● **What you will do**:
Please return every record exactly as it appears.

Point-per-instance localization data:
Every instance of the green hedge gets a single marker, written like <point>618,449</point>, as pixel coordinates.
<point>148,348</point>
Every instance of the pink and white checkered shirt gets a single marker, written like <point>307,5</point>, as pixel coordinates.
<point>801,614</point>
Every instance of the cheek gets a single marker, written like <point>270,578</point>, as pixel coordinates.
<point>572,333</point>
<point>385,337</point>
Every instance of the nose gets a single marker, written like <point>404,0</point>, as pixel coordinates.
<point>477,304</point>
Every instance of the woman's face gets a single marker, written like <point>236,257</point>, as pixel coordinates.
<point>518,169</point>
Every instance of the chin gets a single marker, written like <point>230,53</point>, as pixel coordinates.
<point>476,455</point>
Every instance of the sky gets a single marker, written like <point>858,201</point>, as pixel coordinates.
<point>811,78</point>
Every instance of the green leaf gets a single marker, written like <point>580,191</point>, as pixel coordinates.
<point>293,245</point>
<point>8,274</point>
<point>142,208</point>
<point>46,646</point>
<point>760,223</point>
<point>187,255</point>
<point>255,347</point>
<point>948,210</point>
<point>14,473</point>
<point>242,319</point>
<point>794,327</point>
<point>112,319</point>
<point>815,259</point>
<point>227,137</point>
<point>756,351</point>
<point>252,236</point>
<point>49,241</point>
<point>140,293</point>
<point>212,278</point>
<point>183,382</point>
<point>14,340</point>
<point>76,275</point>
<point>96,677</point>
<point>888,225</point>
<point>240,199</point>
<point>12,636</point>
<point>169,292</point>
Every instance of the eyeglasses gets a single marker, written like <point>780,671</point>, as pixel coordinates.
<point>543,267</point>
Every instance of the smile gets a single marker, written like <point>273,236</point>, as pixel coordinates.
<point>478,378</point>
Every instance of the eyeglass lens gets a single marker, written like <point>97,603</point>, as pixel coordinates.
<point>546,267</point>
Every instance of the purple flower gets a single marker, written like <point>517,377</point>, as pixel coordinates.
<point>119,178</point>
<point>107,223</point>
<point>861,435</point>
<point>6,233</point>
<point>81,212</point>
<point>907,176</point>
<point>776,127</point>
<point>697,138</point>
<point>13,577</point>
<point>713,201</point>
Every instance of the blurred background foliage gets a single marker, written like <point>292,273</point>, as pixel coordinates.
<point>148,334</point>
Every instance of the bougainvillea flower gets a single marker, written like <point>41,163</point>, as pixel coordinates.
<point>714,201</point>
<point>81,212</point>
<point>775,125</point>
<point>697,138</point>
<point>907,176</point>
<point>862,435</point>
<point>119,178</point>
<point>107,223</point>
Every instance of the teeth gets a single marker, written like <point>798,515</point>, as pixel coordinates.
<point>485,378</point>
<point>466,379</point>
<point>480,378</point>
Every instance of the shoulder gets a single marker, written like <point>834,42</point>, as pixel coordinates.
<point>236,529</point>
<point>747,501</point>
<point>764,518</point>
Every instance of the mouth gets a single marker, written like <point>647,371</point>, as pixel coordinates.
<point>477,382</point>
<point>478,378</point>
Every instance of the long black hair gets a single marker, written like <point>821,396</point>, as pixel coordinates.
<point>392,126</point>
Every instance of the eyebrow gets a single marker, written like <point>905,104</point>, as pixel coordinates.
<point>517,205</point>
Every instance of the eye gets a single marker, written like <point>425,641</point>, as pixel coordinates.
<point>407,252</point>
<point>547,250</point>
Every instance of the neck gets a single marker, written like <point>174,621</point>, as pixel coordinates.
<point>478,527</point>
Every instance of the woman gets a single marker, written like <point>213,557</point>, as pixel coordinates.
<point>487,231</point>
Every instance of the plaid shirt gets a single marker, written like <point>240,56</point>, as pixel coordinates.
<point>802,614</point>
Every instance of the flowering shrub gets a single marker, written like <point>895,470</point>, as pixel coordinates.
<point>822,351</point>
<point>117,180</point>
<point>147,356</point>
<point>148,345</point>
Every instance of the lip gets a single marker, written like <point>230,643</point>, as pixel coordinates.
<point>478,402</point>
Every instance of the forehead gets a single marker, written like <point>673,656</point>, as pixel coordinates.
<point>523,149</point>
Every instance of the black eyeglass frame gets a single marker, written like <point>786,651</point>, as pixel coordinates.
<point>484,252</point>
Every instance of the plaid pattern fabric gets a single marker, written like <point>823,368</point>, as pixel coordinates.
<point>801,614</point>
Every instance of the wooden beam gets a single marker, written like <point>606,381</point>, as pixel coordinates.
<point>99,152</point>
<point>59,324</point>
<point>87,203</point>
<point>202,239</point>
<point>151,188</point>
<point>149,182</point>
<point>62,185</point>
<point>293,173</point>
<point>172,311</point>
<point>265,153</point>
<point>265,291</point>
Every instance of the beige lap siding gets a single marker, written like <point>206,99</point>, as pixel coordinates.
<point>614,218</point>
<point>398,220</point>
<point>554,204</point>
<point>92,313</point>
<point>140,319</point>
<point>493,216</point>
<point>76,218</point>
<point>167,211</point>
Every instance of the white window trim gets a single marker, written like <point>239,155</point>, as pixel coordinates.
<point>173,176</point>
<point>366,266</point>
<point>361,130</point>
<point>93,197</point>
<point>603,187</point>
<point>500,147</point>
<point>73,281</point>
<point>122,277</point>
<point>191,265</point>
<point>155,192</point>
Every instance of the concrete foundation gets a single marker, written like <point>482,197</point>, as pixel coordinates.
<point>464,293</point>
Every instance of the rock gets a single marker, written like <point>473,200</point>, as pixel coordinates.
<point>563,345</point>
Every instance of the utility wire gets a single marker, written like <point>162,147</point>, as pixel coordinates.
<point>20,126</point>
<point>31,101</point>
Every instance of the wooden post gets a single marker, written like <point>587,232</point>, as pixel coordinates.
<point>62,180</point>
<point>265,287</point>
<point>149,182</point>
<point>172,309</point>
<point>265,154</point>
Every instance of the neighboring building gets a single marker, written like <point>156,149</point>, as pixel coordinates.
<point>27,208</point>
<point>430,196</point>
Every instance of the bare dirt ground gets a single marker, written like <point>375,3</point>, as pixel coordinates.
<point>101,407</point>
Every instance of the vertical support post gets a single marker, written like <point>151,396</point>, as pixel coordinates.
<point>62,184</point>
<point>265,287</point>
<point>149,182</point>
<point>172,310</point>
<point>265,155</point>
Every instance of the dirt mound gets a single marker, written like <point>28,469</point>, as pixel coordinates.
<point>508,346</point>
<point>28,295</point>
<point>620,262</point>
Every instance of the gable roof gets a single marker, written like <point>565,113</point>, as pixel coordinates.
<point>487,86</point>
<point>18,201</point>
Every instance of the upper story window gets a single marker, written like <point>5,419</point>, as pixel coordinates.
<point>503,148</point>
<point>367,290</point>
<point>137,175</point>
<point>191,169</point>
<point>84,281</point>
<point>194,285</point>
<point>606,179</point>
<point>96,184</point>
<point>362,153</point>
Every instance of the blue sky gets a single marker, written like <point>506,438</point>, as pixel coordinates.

● **Written solution**:
Every instance of the green hedge gets a single marker, written like <point>618,449</point>, as pixel coordinates.
<point>148,348</point>
Every instance of the pink and white checkered shirt gets a single marker, written like <point>307,5</point>, as pixel coordinates.
<point>801,614</point>
Every instance of the cheek gets a single marker, written like <point>270,578</point>, as pixel coordinates.
<point>572,333</point>
<point>385,337</point>
Every instance of the nose gets a single marker, written like <point>404,0</point>, as pixel coordinates.
<point>477,304</point>
Every instance of the woman's face gets a single marker, written like <point>236,257</point>, as pixel coordinates.
<point>518,169</point>
Every instance of the chin gets a single marker, written like <point>230,53</point>, as pixel coordinates.
<point>476,455</point>
Every instance of the sky gets a single marker, written like <point>858,201</point>, as pixel coordinates.
<point>811,78</point>
Every instance of the green leaf gets a single marker, written like <point>580,191</point>, as pixel coordinates.
<point>293,245</point>
<point>8,274</point>
<point>142,208</point>
<point>46,646</point>
<point>760,223</point>
<point>187,255</point>
<point>255,347</point>
<point>948,210</point>
<point>14,473</point>
<point>242,319</point>
<point>794,327</point>
<point>112,319</point>
<point>815,259</point>
<point>227,137</point>
<point>756,351</point>
<point>252,236</point>
<point>49,241</point>
<point>140,293</point>
<point>212,278</point>
<point>183,382</point>
<point>14,340</point>
<point>76,275</point>
<point>96,677</point>
<point>888,225</point>
<point>240,199</point>
<point>12,636</point>
<point>169,292</point>
Every instance of the eyeglasses gets a single marker, written like <point>780,671</point>, as pixel coordinates.
<point>543,267</point>
Every instance of the smile gets a single marker, written like <point>273,236</point>, as pixel coordinates.
<point>478,378</point>
Every instance of the eyeglass lens gets a single marker, written like <point>97,603</point>, as pixel coordinates.
<point>546,267</point>
Every instance of the purple flower gets a single marker, written like <point>517,377</point>, as pixel coordinates.
<point>119,178</point>
<point>107,223</point>
<point>861,435</point>
<point>6,233</point>
<point>81,212</point>
<point>907,176</point>
<point>776,127</point>
<point>697,138</point>
<point>13,577</point>
<point>713,201</point>
Every instance of the blurred background foliage gets a single marker, written like <point>292,273</point>, as pixel coordinates.
<point>148,334</point>
Every instance of the bougainvillea flower gets a single marker, written like <point>41,163</point>, as pixel coordinates.
<point>714,201</point>
<point>81,212</point>
<point>775,125</point>
<point>697,138</point>
<point>907,176</point>
<point>862,435</point>
<point>119,178</point>
<point>107,223</point>
Every instance of the teeth gets a single marker, written like <point>798,515</point>, as pixel coordinates.
<point>485,378</point>
<point>466,379</point>
<point>480,378</point>
Every instance of the shoulder gets a single marker, written like <point>834,42</point>, as pixel coordinates.
<point>236,529</point>
<point>747,501</point>
<point>764,518</point>
Every instance of the mouth gets a single marker, written like <point>647,371</point>, as pixel coordinates.
<point>477,382</point>
<point>478,378</point>
Every instance of the long black hair gets a single marker, written like <point>821,396</point>, as pixel coordinates.
<point>392,126</point>
Every instance of the eyebrow gets a single marker, written like <point>905,104</point>, as pixel coordinates.
<point>517,205</point>
Every instance of the eye gets a single marker, written like <point>425,641</point>, as pixel coordinates.
<point>407,252</point>
<point>547,250</point>
Every instance of the neck gets a single marker, written like <point>174,621</point>, as pixel coordinates.
<point>478,527</point>
Every instance of the woman gets a single marker, written like <point>213,557</point>, as pixel coordinates.
<point>487,231</point>
Every instance of the plaid shirt gets a single marker, written like <point>240,56</point>, as pixel coordinates.
<point>802,614</point>
Every instance of the flowering shrub gets a single marker, written like <point>895,470</point>, as pixel coordinates.
<point>822,351</point>
<point>117,180</point>
<point>147,356</point>
<point>148,345</point>
Every instance of the lip gets a single marker, written like <point>230,643</point>, as pixel coordinates.
<point>478,402</point>
Every instance of the forehead gets a single marker, written like <point>673,656</point>, as pixel coordinates.
<point>523,149</point>
Every instance of the black eyeglass frame gets a single marker, written like <point>786,651</point>, as pixel coordinates.
<point>484,252</point>
Every instance of the plaid pattern fabric gets a single marker, written like <point>823,368</point>, as pixel coordinates.
<point>801,614</point>
Every instance of the wooden beam gets a single marker, written like <point>606,381</point>, as pixel coordinates.
<point>99,152</point>
<point>59,324</point>
<point>87,203</point>
<point>202,239</point>
<point>151,188</point>
<point>149,182</point>
<point>62,185</point>
<point>293,173</point>
<point>172,311</point>
<point>265,153</point>
<point>265,291</point>
Every instance of the beige lap siding gets a single marker, written like <point>206,99</point>, as pixel coordinates.
<point>614,218</point>
<point>398,220</point>
<point>554,204</point>
<point>92,313</point>
<point>140,319</point>
<point>493,216</point>
<point>76,218</point>
<point>167,211</point>
Every instance of the white window trim gets a single marker, written like <point>239,155</point>, as pixel coordinates.
<point>173,176</point>
<point>366,266</point>
<point>361,130</point>
<point>93,197</point>
<point>603,187</point>
<point>500,147</point>
<point>73,281</point>
<point>122,277</point>
<point>191,265</point>
<point>155,192</point>
Every instance of the concrete foundation gets a single marker, written like <point>482,197</point>, as pixel coordinates.
<point>464,293</point>
Every instance of the rock gets a single marker, written like <point>473,200</point>, as pixel coordinates.
<point>563,345</point>
Every instance of the utility wire gets a single marker, written like <point>162,147</point>, as pixel coordinates.
<point>20,126</point>
<point>31,101</point>
Every instance of the wooden post gets a single marker, written like <point>587,232</point>, as pixel coordinates.
<point>62,180</point>
<point>265,287</point>
<point>149,182</point>
<point>172,309</point>
<point>265,154</point>
Every instance of the neighboring building gets a single marker, written like <point>156,149</point>, as pixel coordinates.
<point>27,208</point>
<point>430,196</point>
Every instance of the bare dirt ground gets a single marker, written like <point>375,3</point>, as pixel coordinates.
<point>101,407</point>
Every instance of the vertical support post gets a single marker, written like <point>151,396</point>, as pixel coordinates.
<point>62,184</point>
<point>265,287</point>
<point>149,182</point>
<point>172,310</point>
<point>265,155</point>
Every instance of the dirt mound gets a single marker, written like <point>28,469</point>, as pixel coordinates.
<point>508,346</point>
<point>28,295</point>
<point>620,262</point>
Every instance of the gable roof gets a single marker, written like <point>565,113</point>, as pixel coordinates.
<point>487,86</point>
<point>18,201</point>
Every instance of the upper story window gets a single marker, written like <point>5,419</point>, as pixel coordinates.
<point>503,148</point>
<point>367,290</point>
<point>137,175</point>
<point>191,169</point>
<point>84,281</point>
<point>194,285</point>
<point>606,179</point>
<point>96,184</point>
<point>362,153</point>
Every instance of the blue sky gets a single marker, written like <point>506,438</point>, as pixel coordinates.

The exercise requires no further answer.